What you need to do> Give again exactly the lines that stretch from the one with "of the roof" to the end of the data below, including both of those lines and nothing else.

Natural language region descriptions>

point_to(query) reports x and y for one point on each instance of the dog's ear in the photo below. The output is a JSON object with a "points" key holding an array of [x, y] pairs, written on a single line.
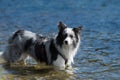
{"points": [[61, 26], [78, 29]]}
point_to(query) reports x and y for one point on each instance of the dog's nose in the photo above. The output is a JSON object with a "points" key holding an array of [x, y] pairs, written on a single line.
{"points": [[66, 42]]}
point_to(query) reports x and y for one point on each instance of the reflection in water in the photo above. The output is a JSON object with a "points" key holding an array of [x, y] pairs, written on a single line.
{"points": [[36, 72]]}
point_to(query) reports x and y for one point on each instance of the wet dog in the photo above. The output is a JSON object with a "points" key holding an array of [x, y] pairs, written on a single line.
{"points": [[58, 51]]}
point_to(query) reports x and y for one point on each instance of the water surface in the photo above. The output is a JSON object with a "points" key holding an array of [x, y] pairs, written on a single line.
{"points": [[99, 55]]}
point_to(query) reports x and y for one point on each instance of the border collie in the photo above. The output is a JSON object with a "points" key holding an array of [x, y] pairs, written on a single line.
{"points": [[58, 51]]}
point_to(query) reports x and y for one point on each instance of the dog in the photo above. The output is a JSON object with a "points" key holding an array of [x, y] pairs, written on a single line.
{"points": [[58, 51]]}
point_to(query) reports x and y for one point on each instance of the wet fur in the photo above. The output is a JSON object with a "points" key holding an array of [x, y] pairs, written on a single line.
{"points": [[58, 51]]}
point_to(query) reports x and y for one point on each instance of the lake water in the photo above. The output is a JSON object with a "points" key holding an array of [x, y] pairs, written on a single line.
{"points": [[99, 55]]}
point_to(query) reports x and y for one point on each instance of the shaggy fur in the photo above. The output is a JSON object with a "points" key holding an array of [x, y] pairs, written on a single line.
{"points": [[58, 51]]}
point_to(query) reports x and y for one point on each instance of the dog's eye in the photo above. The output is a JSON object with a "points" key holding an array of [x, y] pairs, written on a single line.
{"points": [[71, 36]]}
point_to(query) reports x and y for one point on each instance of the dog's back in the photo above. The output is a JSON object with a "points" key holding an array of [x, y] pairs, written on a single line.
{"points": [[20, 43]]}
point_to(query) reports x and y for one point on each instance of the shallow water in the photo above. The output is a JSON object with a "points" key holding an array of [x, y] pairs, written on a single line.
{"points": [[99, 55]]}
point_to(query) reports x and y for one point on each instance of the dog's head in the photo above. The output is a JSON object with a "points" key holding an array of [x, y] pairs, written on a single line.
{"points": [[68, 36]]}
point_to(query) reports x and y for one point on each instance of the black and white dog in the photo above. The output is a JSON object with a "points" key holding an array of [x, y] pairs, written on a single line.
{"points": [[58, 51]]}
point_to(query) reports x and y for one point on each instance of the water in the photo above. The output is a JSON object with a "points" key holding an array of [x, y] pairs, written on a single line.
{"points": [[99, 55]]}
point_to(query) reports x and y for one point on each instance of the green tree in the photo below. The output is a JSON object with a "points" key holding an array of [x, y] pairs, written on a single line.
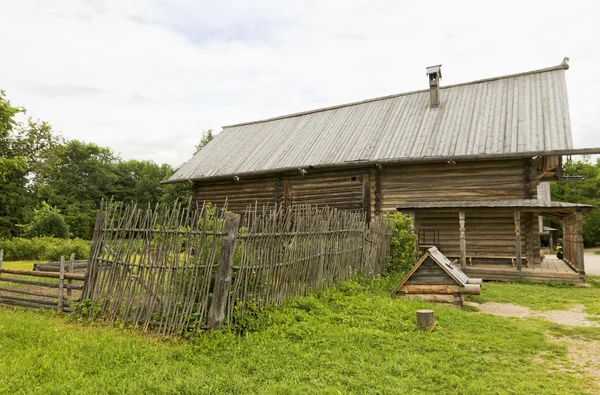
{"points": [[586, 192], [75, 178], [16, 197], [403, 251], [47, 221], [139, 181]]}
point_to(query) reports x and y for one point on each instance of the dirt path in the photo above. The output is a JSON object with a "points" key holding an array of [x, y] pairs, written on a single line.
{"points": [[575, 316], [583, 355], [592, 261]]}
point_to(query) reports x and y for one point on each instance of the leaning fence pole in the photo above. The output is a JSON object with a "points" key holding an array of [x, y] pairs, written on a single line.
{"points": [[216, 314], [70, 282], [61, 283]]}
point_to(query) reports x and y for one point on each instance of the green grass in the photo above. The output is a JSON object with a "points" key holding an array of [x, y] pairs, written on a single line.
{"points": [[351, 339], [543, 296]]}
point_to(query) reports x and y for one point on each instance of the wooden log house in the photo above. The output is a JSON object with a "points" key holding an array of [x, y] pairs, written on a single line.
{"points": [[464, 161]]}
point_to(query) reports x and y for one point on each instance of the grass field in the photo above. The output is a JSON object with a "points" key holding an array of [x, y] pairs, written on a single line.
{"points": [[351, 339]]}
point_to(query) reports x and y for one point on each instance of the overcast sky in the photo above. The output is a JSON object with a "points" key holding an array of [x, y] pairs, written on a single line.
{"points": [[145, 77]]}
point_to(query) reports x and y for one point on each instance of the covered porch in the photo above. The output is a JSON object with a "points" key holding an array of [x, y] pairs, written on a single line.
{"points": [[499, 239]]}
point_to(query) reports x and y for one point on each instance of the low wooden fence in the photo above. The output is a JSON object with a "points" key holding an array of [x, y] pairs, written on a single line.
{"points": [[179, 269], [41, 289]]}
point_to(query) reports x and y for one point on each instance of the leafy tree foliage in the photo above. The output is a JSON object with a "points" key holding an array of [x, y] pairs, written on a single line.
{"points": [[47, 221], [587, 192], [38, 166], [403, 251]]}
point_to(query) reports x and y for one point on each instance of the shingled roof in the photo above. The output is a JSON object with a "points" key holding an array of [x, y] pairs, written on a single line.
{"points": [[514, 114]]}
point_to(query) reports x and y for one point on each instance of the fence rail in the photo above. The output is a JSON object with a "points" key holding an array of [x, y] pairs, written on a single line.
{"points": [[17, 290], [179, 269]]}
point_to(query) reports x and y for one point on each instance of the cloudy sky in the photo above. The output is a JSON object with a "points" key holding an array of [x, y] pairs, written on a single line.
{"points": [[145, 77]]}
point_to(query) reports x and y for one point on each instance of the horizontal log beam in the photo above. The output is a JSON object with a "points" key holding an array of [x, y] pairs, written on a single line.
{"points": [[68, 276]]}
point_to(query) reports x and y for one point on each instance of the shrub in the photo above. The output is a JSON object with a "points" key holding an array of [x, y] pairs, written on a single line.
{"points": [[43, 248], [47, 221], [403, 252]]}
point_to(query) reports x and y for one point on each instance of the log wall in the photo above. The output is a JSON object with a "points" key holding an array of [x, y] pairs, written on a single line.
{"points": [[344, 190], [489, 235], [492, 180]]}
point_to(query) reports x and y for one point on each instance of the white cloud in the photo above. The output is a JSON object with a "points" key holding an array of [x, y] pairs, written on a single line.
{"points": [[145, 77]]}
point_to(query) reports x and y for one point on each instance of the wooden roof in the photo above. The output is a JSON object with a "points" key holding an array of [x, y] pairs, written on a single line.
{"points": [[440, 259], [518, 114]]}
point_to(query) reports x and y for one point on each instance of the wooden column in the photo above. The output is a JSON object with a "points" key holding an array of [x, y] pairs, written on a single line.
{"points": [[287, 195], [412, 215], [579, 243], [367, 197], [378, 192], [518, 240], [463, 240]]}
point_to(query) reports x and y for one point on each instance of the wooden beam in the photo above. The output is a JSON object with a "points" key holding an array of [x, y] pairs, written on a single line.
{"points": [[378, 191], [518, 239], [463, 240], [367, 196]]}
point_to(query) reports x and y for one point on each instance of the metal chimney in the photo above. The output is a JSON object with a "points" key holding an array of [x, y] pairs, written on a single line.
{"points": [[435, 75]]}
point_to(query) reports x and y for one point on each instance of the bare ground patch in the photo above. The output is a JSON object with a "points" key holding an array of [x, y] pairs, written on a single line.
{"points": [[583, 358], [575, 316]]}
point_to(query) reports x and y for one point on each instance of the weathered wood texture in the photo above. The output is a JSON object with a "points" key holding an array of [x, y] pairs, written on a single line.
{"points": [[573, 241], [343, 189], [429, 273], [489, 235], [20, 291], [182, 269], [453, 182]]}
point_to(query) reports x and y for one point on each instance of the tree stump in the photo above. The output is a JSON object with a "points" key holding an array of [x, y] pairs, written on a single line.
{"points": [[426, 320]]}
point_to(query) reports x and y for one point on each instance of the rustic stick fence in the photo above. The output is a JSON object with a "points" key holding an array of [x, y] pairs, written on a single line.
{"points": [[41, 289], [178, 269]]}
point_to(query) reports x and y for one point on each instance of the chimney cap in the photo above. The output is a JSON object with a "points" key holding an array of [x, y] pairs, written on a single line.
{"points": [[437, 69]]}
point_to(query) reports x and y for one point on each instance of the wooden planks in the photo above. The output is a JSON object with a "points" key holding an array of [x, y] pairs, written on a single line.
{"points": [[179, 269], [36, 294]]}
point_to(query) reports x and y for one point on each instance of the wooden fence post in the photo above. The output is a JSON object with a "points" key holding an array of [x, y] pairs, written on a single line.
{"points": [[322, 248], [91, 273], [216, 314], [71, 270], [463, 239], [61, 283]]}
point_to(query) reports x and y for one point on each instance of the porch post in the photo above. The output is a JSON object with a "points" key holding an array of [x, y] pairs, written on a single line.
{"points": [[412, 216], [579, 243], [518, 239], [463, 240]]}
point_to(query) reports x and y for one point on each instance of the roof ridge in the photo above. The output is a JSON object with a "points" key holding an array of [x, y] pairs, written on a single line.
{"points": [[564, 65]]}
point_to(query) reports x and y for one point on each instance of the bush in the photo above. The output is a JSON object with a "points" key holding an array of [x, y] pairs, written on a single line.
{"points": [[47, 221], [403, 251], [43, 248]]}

Written response>
point_to(query) reports x and y for one point on each instance of the roof ridge in the photo above. The output is a JSON object with a "points" key holding an array of [x, y] pairs, written on a single line.
{"points": [[564, 65]]}
point_to(query) reports x and y for one point on each instance of the bush in the photo above. The output is a JSON object with a "points" key holding an array of [x, y] pairs, written on a single line.
{"points": [[47, 221], [403, 251], [43, 248]]}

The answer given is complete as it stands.